[Goal of the exercise] Write out, word for word, only the data from its first line to the line containing "positive clicks: (101, 178)".

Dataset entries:
=-=-=-=-=

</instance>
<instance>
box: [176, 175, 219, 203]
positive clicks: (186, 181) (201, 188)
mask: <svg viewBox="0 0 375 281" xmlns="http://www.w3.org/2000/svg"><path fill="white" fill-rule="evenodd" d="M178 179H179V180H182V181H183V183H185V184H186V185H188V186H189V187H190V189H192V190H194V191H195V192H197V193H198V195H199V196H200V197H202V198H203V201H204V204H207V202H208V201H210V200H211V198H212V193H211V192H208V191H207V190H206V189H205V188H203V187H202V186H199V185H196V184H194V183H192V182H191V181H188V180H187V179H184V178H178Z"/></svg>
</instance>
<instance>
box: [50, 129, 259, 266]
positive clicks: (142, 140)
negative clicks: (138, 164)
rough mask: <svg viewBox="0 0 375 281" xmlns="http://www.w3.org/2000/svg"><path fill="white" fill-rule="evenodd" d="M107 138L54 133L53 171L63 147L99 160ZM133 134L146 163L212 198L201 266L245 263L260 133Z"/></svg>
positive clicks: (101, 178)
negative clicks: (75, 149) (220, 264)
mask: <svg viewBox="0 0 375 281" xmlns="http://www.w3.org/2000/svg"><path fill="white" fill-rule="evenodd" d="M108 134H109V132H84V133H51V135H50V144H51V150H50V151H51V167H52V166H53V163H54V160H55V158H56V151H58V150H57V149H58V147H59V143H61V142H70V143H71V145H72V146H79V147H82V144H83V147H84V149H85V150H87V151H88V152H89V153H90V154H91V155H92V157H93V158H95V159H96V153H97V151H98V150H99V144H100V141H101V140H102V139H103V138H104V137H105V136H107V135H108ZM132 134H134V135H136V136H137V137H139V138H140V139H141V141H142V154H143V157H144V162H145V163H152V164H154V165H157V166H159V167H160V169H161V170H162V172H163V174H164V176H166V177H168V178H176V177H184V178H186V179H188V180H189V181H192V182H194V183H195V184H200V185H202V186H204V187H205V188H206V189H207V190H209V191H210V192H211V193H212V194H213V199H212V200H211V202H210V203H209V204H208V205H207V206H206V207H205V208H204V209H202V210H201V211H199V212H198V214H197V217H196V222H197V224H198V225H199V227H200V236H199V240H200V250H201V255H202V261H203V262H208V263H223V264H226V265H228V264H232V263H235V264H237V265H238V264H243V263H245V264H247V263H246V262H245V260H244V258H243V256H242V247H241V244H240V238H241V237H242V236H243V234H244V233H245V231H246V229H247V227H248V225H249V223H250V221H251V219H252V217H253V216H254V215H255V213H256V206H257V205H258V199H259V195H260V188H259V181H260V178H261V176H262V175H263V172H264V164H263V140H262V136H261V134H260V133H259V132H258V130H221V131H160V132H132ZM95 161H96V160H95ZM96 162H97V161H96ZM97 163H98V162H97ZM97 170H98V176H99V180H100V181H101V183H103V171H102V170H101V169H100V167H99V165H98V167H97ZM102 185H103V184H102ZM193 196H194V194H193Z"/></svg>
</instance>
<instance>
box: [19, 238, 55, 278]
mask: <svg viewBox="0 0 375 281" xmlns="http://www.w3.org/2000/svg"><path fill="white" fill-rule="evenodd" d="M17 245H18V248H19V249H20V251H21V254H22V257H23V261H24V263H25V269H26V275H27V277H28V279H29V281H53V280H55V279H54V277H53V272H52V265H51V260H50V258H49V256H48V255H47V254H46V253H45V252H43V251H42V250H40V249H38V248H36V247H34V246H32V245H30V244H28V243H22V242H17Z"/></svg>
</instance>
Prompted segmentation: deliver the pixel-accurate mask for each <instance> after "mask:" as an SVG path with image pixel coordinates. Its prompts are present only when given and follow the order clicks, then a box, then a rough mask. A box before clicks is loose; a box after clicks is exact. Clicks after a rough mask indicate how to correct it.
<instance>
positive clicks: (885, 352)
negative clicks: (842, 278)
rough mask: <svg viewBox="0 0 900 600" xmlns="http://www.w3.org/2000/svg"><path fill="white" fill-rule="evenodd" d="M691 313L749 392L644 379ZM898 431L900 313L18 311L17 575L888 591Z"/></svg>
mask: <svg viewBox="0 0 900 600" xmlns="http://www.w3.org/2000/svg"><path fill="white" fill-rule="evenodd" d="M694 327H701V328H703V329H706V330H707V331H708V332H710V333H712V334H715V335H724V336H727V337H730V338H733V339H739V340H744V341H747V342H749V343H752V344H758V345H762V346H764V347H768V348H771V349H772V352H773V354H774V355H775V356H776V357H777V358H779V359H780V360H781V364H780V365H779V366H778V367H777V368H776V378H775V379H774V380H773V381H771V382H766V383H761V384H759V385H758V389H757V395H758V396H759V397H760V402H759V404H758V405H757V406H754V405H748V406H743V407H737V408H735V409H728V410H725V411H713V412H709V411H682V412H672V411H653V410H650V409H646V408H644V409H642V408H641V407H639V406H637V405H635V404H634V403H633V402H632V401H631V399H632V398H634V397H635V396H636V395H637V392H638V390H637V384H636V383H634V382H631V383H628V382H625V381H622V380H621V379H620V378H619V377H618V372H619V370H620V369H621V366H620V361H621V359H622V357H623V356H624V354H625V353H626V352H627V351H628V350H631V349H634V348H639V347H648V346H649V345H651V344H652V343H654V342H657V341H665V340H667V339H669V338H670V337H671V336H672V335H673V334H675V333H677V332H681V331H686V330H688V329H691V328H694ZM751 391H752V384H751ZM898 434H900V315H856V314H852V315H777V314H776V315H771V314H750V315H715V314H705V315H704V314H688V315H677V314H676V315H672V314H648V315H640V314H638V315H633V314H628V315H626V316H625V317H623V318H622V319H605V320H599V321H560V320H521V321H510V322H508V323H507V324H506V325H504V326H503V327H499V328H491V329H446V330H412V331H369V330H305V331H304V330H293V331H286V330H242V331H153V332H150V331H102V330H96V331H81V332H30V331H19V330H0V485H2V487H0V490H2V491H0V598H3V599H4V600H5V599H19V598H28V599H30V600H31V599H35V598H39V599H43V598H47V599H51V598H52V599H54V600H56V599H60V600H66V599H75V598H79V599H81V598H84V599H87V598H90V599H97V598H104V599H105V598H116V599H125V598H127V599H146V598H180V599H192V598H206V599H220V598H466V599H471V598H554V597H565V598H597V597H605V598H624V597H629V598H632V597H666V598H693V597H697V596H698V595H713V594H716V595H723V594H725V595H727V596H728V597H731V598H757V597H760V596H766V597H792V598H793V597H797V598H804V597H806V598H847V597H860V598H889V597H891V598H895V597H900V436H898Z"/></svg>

=-=-=-=-=

[Your response]
</instance>
<instance>
box: [176, 175, 219, 203]
positive clicks: (186, 181) (201, 188)
mask: <svg viewBox="0 0 375 281" xmlns="http://www.w3.org/2000/svg"><path fill="white" fill-rule="evenodd" d="M178 179H179V180H182V181H183V183H185V184H186V185H188V186H189V187H190V189H192V190H194V191H195V192H197V193H198V195H199V196H200V197H202V198H203V201H204V204H207V202H208V201H210V200H211V198H212V193H211V192H208V191H207V190H206V189H205V188H203V187H202V186H199V185H196V184H194V183H192V182H191V181H188V180H187V179H184V178H178Z"/></svg>
</instance>
<instance>
box: [50, 129, 259, 266]
positive clicks: (142, 140)
negative clicks: (138, 164)
rough mask: <svg viewBox="0 0 375 281" xmlns="http://www.w3.org/2000/svg"><path fill="white" fill-rule="evenodd" d="M107 138L54 133L53 171L63 147L99 160ZM133 134L146 163L212 198L201 266L245 263L260 133Z"/></svg>
positive clicks: (101, 178)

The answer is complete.